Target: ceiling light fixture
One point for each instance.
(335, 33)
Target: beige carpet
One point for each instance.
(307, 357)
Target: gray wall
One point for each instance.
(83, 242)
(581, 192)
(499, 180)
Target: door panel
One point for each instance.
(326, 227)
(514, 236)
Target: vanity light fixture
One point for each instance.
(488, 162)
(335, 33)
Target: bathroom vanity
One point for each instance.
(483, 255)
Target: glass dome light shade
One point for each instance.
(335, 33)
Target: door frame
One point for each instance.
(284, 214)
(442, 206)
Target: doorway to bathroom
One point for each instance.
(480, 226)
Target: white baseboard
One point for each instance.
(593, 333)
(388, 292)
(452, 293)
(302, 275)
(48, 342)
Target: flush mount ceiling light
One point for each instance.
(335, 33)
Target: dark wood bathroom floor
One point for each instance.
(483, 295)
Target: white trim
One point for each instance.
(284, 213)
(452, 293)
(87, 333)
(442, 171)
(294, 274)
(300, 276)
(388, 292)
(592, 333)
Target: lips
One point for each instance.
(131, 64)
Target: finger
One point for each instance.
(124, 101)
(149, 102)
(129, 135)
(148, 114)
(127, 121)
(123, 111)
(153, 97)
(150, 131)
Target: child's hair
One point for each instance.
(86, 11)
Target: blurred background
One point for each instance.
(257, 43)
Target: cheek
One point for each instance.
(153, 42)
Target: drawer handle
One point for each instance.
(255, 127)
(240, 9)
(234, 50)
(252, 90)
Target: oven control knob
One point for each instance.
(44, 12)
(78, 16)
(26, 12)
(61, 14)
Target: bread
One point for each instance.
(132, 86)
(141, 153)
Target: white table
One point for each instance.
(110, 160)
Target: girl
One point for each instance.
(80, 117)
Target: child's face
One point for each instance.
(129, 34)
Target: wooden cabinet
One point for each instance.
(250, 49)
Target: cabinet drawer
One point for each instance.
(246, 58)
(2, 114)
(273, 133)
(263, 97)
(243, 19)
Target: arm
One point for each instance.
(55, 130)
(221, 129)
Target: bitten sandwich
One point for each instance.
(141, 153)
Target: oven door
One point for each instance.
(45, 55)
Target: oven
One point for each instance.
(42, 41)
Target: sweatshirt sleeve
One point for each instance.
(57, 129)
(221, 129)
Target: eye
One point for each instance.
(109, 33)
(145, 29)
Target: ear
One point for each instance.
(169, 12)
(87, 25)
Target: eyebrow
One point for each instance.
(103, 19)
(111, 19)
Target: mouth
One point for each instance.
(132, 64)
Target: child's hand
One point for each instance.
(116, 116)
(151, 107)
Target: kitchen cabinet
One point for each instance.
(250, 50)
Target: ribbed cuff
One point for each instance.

□ □ □ □ □

**PROBLEM TO WORK ON:** The expected answer is a word-for-word copy of every line from the one that contains "Target: door frame" through the final line of the material.

**WRITTEN ANSWER:**
Target: door frame
One point for each instance.
(284, 214)
(442, 206)
Target: doorway to bathroom
One point for each instance.
(480, 226)
Target: white baseboard
One point for each instance.
(593, 333)
(388, 292)
(452, 293)
(302, 275)
(48, 342)
Target: flush mount ceiling light
One point for each instance.
(335, 33)
Target: dark wood bathroom floor
One point for each instance.
(483, 295)
Target: white trim
One point for each instance.
(284, 213)
(452, 293)
(87, 333)
(442, 171)
(294, 274)
(300, 276)
(388, 292)
(592, 333)
Target: lips
One point for each instance.
(131, 64)
Target: finger
One point for each instance.
(124, 101)
(149, 102)
(129, 135)
(148, 114)
(127, 121)
(123, 111)
(153, 97)
(150, 131)
Target: child's hair
One point for each instance.
(86, 11)
Target: blurred background
One point for each instance.
(257, 43)
Target: cheek
One point for each instance.
(153, 42)
Target: drawer handle
One point for each instance.
(255, 127)
(240, 9)
(234, 50)
(252, 90)
Target: oven control knob
One point for each instance.
(44, 12)
(78, 16)
(26, 12)
(61, 14)
Target: bread
One point for each instance.
(132, 86)
(141, 153)
Target: white table
One point for each instance.
(110, 160)
Target: girl
One point for each instance.
(80, 117)
Target: child's face
One point for each instance.
(129, 34)
Target: wooden cabinet
One point for each instance.
(250, 49)
Target: cabinet drawer
One point for each instance.
(246, 58)
(2, 114)
(273, 133)
(263, 97)
(243, 19)
Target: arm
One point for each instance.
(55, 130)
(221, 129)
Target: bitten sandwich
One point for each instance.
(141, 153)
Target: oven door
One point for each instance.
(45, 55)
Target: oven
One point for each instance.
(42, 41)
Target: sweatshirt sleeve
One point for each instance.
(57, 129)
(221, 129)
Target: eye
One point for each instance.
(109, 33)
(145, 29)
Target: ear
One point for each instance.
(169, 12)
(87, 25)
Target: eyebrow
One point for each instance.
(103, 19)
(111, 19)
Target: mouth
One point for each instance.
(132, 64)
Target: child's hand
One point for each instance.
(116, 116)
(151, 107)
Target: kitchen cabinet
One point for each instance.
(250, 50)
Target: ribbed cuff
One point for each instance.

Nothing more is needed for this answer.